What to do:
Could you repeat word for word only the lines from the one containing "Query: cloud layer" to the last line of the data below?

Point-per-instance localization data:
───
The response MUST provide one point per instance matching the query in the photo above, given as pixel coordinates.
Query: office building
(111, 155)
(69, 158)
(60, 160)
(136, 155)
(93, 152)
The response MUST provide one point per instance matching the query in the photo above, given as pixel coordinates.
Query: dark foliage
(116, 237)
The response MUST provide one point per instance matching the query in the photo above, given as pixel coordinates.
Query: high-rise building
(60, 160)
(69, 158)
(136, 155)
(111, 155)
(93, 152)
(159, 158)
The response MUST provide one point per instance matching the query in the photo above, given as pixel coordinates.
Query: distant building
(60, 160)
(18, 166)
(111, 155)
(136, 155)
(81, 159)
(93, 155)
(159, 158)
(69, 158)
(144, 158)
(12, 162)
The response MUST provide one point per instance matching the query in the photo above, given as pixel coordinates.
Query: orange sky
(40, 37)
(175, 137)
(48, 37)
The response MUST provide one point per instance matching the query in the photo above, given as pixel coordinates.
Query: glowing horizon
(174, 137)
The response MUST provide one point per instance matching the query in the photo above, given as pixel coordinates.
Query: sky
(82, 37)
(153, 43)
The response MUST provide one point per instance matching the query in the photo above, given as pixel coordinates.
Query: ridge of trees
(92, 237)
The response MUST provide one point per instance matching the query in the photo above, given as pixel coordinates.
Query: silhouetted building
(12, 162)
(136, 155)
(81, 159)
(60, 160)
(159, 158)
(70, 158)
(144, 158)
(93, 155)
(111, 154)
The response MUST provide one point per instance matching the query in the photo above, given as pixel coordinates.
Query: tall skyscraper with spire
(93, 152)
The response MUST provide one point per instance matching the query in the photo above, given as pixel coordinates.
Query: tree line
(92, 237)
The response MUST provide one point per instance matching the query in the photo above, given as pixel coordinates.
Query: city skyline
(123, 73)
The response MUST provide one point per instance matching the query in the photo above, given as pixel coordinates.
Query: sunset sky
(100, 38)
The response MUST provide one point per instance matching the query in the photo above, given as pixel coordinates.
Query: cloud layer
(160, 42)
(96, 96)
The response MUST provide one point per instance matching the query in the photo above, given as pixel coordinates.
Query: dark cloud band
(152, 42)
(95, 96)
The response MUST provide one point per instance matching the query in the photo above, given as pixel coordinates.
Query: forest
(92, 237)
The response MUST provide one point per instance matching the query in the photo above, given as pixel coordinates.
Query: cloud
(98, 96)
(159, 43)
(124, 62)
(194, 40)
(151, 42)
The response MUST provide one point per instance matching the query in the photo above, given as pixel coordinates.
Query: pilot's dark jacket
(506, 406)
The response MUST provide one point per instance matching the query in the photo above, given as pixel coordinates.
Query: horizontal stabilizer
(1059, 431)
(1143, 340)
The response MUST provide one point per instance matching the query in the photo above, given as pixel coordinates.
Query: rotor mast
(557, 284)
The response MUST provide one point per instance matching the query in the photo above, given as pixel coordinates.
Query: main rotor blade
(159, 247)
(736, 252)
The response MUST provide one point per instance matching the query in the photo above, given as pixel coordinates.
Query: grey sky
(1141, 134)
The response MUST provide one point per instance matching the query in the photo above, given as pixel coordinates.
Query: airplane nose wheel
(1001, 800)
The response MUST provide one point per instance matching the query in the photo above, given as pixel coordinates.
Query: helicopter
───
Answer to this problem:
Query: cloud layer
(160, 42)
(96, 96)
The response MUST provide one point per instance matching the query in the photo above, given as pixel coordinates.
Query: dark cloud band
(152, 42)
(95, 96)
The response MUST provide one point per instance matching the query in the photo above, given as pixel coordinates.
Query: forest
(92, 237)
The response MUST provide one point per instance matching the query in the photo above, given as pixel coordinates.
Query: cloud
(98, 96)
(159, 43)
(124, 62)
(194, 40)
(151, 42)
The response MUST provide one point per instance matching the query in the photo above, given as pixel coordinates.
Query: pilot's dark jacket
(506, 406)
The response MUST provide one point per instance matching the query in the photo above, given as pixel coordinates.
Query: horizontal stabilizer
(1059, 431)
(1143, 340)
The response MUST provide one point per instance matching the query in the photo above, given as pixel coordinates.
Query: rotor mast
(557, 284)
The response MUST provide one point per instance matching the query in the photo above, given as pixel coordinates.
Query: main rotor blade
(159, 247)
(736, 252)
The response MUST provide one point per instance matching the query in the photo above, given as pixel coordinates.
Query: grey sky
(1141, 134)
The response MUST provide one point per instance matching the query in the photo above, given as pixel coordinates.
Query: airplane nose wheel
(1001, 800)
The response MUST provide one point per instance matching the query in the photo above, given as pixel coordinates.
Query: helicopter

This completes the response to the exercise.